Arnold School marks 40 years of making S.C. healthier

March 17, 2016

The below story was written by Page Ivey and is republished here from UofSC Today.

Very few disciplines have as much real-world immediate impact as public health, and the University of South Carolina’s Arnold School of Public Health has increased its reach and impact in each of its 40 years, going from seven faculty members and 34 students in 1975 to more than 2,500 students and 137 faculty who last year garnered $36 million in research dollars.

In 40 years, the Arnold School has graduated more than 10,000 people working in communication sciences and disorders; environmental health sciences; epidemiology and biostatistics; exercise science; health promotion, education and behavior; and health services policy and management.

Winona Vernberg, who served as dean for 18 years, is credited with the school’s early success, making significant faculty hires and creating the foundation for the school’s research enterprise.

“Quality students, quality faculty and impactful research of importance to societal needs — those are my school’s greatest accomplishments,” says Thomas Chandler, who has been dean of the Arnold School since 2007.

Much of the school’s impact comes through its many centers and institutes, the newest of which is the Gerry Sue and Norman J. Arnold Institute for Aging, which will be endowed at $7 million over the next several years.

“It will be a unique ‘umbrella institute’ in that it has a vision and charge to seed and support large nationally competitive multimillion-dollar grants focused on health issues related to human aging – and not just the usual health changes that we all experience with age as we become seniors – but also the challenges presented today to our youth around obesity, fitness and good mental health,” Chandler says.

The school’s expertise in stroke recovery, diabetes, cardiovascular disease, cancer prevention and childhood obesity will all contribute to areas of study in the new center. The focus on disease prevention is the future for public health and medicine.

“Many people focus on technological or therapeutic breakthroughs that grab a lot of headlines,” says university President Harris Pastides, who was one of Chandler’s predecessors as dean of the Arnold School. “However, the biggest advancements have been in prevention. I would point to laws requiring seatbelt use in S.C. and the U.S. That action is likely to have saved as many lives as all of the therapeutic medical breakthroughs over that same period.”

Pastides says the growth in quality and quantity of faculty during his time at Carolina is one of his proudest accomplishments.

“The Arnold School of Public Health is already one of the highest performing colleges at USC and I anticipate continued excellence,” Pastides says. “It is a school that practices what it preaches, pursuing global scholarship while being extremely relevant in our home state.”

Stored data entries -
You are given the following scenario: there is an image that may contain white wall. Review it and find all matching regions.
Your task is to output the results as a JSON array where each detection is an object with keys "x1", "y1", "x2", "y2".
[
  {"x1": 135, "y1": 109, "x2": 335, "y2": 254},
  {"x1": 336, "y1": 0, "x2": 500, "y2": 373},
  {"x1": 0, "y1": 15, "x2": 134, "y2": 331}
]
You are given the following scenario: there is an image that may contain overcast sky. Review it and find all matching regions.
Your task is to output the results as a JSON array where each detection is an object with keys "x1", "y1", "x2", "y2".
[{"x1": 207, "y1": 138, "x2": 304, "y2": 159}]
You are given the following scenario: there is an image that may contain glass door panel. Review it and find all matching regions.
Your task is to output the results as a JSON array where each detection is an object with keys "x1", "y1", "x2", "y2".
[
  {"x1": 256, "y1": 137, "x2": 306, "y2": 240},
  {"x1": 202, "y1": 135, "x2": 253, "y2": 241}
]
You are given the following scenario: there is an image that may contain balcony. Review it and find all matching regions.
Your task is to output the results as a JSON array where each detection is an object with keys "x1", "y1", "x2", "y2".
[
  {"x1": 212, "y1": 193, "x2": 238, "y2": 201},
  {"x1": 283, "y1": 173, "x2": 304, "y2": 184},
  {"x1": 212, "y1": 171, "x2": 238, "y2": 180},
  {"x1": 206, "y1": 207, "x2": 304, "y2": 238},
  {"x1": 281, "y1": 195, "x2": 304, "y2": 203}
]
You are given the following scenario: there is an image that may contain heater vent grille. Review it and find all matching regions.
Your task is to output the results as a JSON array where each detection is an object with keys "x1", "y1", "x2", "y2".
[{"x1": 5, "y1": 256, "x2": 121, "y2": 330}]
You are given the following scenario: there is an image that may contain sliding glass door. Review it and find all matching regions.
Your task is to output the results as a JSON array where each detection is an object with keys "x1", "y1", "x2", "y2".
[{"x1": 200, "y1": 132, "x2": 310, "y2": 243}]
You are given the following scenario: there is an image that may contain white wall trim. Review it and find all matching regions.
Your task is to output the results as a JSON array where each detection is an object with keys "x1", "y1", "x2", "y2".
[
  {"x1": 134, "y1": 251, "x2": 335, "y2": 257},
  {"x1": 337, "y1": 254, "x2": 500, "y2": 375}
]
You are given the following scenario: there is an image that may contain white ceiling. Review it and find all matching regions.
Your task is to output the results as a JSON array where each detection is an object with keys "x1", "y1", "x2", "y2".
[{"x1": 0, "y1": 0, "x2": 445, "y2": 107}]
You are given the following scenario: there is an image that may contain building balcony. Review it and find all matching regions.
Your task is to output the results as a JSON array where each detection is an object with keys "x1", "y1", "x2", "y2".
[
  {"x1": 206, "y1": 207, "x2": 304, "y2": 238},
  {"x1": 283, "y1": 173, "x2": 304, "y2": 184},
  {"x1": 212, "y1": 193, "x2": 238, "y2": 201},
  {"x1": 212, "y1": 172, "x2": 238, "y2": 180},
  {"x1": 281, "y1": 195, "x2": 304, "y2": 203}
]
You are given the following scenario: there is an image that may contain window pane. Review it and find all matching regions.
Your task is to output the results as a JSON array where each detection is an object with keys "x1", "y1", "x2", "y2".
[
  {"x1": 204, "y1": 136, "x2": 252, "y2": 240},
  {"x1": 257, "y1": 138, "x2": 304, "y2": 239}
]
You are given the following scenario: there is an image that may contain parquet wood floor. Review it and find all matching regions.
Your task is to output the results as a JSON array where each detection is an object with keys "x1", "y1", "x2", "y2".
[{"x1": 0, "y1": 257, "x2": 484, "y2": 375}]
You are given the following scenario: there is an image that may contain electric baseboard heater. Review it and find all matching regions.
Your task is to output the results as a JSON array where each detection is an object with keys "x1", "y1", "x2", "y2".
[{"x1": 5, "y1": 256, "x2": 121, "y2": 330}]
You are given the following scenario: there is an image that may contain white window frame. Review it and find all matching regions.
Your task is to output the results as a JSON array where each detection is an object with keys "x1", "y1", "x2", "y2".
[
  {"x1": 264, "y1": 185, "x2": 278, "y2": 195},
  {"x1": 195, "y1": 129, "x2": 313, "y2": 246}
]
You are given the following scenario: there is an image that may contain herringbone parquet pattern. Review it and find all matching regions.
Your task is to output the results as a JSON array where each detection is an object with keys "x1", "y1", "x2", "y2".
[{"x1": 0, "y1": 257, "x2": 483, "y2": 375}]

Required work -
According to the Arnold School article, how many faculty members and students did the school have in 1975? These records have no connection to the Arnold School article.

Written response -
Seven faculty members and 34 students.